Work to complete =
Retype all of the listing exactly, passing over any picture you find.

Records from a data source:
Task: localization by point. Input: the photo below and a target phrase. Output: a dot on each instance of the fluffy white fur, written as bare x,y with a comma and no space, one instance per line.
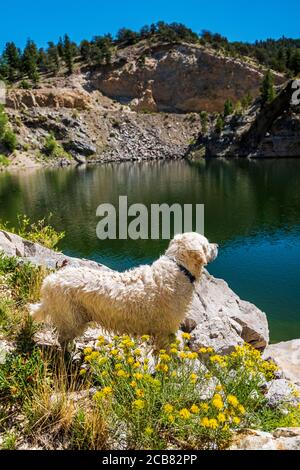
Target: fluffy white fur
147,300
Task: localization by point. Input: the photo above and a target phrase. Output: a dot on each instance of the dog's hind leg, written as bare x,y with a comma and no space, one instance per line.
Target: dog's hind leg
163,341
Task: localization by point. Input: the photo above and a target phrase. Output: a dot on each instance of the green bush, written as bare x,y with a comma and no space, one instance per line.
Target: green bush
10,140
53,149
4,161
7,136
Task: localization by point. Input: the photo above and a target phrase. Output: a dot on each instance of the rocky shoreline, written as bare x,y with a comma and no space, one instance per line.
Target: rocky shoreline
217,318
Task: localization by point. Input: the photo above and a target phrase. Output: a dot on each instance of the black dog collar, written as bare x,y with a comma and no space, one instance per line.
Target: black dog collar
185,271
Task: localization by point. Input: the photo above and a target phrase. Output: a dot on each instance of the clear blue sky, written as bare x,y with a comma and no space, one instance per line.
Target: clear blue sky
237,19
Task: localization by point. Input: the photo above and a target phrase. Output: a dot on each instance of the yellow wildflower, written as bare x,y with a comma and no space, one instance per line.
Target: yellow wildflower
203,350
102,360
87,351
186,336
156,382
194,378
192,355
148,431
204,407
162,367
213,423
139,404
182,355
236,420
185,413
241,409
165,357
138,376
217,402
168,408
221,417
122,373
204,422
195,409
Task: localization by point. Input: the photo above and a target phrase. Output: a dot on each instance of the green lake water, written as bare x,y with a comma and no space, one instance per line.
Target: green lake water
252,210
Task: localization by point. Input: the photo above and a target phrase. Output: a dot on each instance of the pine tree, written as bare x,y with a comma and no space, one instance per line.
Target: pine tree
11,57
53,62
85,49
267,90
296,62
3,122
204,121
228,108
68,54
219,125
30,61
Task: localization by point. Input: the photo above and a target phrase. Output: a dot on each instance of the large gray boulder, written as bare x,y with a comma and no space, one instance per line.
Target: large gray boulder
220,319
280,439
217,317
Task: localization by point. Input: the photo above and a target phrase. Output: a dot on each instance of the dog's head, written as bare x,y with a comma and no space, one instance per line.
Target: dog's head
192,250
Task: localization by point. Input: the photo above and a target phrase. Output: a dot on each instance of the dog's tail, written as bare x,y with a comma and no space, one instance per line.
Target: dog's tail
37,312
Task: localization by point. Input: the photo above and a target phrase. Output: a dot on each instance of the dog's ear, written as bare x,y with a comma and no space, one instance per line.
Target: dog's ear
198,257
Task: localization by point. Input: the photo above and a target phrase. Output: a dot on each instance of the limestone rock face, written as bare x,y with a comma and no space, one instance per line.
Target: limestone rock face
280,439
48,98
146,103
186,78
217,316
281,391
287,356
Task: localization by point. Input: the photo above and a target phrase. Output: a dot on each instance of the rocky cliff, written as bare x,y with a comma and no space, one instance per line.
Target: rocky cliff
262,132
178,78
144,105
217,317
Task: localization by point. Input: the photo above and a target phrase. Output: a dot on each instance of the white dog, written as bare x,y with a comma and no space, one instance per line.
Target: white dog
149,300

Complete answer =
Task: localization by point. Input: the photo below and a target phrase. Output: a dot on each instance of the fluffy white fur, written as bare x,y with a comma and no space, one instance per line.
Target: fluffy white fur
147,300
Task: localization by point. Input: the photo above and a target phrase. Output: a dot on each instance of the dog's hind leg, written as bare x,y with a comma and no space, one instance per line.
Target: dog's hind leg
163,341
Task: localization by point. Input: the photo above and a target phrase. Output: a dot on each instance of the green bush, written as bare x,y with a comma and no space, one instance per line.
Target: green bush
10,140
53,149
4,161
7,136
Task: localization by point. Input: the photo above and a target phrase. Output: a dot on each instance of the rocky shoreline, written as bare x,y with a comma and no space, one instance per line.
Target: rocky shoreline
217,318
Task: localization by point. Input: the photo above and a target phrase. Output: a dot on each instance of the black dog collar, written as bare x,y with a comma and no space, one instance per line.
Target: black dog collar
185,271
Task: localization by point. Input: the photo above and a target phrase. Output: a dot on each instance of the clear blue sky, written as bare x,y with a comma and no space, one instance per line.
Target: clear blue sky
237,19
Task: localization by point. Input: the photo above and a target phrase. Output: a dot on each instance of the yellow wildflower, written as bare x,y with a comma and no space, one instance per line.
Target: yellow wildflower
203,350
102,360
87,351
186,336
156,382
194,378
192,355
148,431
204,407
162,367
213,423
139,404
182,355
236,420
185,413
241,409
165,357
138,376
217,402
168,408
221,417
122,373
204,422
195,409
Task: localization by point. Input: the photo above and a target phrase. Output: a dot on each instance of the green lake water, written as bare x,y with a comma and no space, one instance per line.
Target: green lake water
252,210
Task: localization by point. Input: the photo above and a target phrase. Output: a dot on each instance of the pine tree, written as bare x,y with a comma and no space, one instance per line.
Target: pine tree
11,57
53,62
85,49
267,90
296,62
3,122
204,121
228,108
68,54
219,125
30,61
Task: localization by point. Input: the photo above and a target phrase. Output: a dot on each instance of the large gray boulder, written as bare x,y with a comma and no space, one instance per line.
Target: large gray boulder
220,319
280,439
217,317
Task: localization by point. Input: the photo above and a target phrase. Output: a dot on each instance of the dog's head, written as bare x,y with a comma and no space, one instance per line.
Target: dog's head
192,250
Task: localization by point. Input: the photo above and a target phrase. Output: a dot on each instance of the dog's tail, written as bare x,y with a comma and no space, one instance per line.
Target: dog's tail
37,312
Task: localization by point. Input: the photo above and a target phrase. Output: a dot on each instance of the dog's ear, written as bare x,y with a comma and no space, one instance per line.
Target: dog's ear
198,257
Task: localization by point. Input: the photo above and a target phrase. Output: a dot on each instance of the limestone rock face, written as bare x,y with a comma and no space, one instance per line.
Target: limestone rock face
280,439
48,98
146,103
186,78
217,316
281,391
287,356
Task: localization by point. Input: the photo above and a target phrase. Output: a dot on each instance of the rocky cliff, written as bare x,y with a comma and no space, one instance per line.
Target: rocky cliff
262,132
178,78
144,105
217,317
Task: localization by point. Input: the photo above and a target phrase. Output: a dot on each instance of the white dog, written as bare x,y with a comma and no space, one instance per line.
Target: white dog
149,300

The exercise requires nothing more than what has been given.